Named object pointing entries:
↓↓↓

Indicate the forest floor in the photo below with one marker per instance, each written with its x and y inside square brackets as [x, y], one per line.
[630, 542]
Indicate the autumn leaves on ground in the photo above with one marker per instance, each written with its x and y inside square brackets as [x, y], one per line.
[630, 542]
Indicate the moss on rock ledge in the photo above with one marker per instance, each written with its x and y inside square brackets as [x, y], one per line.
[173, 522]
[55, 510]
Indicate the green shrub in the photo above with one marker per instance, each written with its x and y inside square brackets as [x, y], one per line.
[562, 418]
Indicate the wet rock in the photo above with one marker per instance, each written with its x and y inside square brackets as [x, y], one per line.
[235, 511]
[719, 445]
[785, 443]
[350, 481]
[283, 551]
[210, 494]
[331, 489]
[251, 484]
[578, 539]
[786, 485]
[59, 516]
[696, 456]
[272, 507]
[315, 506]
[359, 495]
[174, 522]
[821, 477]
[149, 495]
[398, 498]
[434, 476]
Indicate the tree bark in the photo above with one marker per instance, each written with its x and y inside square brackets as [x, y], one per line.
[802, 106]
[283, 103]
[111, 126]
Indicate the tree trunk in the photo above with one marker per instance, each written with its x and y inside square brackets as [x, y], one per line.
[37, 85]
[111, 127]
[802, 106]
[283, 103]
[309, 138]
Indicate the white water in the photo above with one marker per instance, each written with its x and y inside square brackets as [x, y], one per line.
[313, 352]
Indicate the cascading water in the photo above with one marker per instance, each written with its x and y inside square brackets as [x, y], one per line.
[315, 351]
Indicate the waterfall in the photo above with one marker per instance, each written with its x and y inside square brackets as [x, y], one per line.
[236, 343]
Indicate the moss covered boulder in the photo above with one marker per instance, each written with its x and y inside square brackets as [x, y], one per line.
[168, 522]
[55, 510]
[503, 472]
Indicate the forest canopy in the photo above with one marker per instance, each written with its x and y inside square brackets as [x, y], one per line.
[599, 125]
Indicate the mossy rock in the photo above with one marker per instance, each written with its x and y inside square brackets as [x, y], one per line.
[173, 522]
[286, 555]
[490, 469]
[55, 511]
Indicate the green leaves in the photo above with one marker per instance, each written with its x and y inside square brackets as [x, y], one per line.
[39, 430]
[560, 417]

↑↑↑

*AIM OF THE TASK*
Write out every entry again, keeping each line exactly the same.

*SOLUTION BELOW*
Indicate the forest floor in the photo below with one marker per instance, each written with its x and y inside square brackets as [x, y], one per line.
[630, 542]
Indicate the autumn leaves on ground in the photo above with one marker per instance, each written with its x and y inside square brackets as [x, y], one per line.
[630, 542]
Indicate the moss on rock ledge in the photo above with one marker per instance, each written with its x and y inside square brackets as [x, y], one per line.
[173, 522]
[55, 510]
Indicate the green shrub in the photo above with one marker per instance, each written with its x and y inside square brackets as [x, y], one per line.
[562, 418]
Indicate the wet rock in the photo above with one marker per instance, each written with its x and y inside square brackets as [x, y], one per line.
[235, 511]
[719, 445]
[785, 443]
[350, 481]
[283, 551]
[210, 494]
[331, 489]
[251, 484]
[578, 539]
[786, 485]
[59, 516]
[696, 456]
[272, 507]
[315, 506]
[359, 495]
[174, 522]
[821, 477]
[149, 495]
[398, 498]
[434, 476]
Indicate the tree bark in the photo above with one marker per instance, each written with its x and y inside square brackets as [x, y], one per line.
[802, 106]
[283, 103]
[111, 126]
Indicate the tree trunk in the photo above with one marker per instance, each written with its x and y inside square brackets as [x, y], one per line.
[37, 85]
[111, 127]
[802, 106]
[283, 103]
[309, 138]
Indicate the white water in the photo above with one marker per instance, each written with its x and y inside square brackets as [x, y], one per line.
[313, 352]
Indicate the cascading water in the photo above with one marker per instance, each written with its x and y inside square brackets as [x, y], one per line.
[315, 351]
Indicate the waterfall in the photo above with one marker per instance, each written with its x and y inside square brackets as [x, y], one per line.
[236, 343]
Indicate the moss covered boulder in the photo above with one marker per instance, each written with its x and y inside square brackets as [x, y], one per line.
[168, 522]
[55, 510]
[503, 472]
Indicate the forest canopy in the photo above with one marker per instance, each written with its x and y inside square brackets as [x, y], one per line.
[599, 125]
Indicate the mossy rock in the photo above with one marker per instance, each written with its x and y inside square brackets as [x, y], one per line.
[173, 522]
[286, 555]
[490, 469]
[55, 511]
Indicate the green leaves in the photo above with one marker per instance, each written with its x and y inside square brackets as [x, y], one per line.
[39, 430]
[560, 417]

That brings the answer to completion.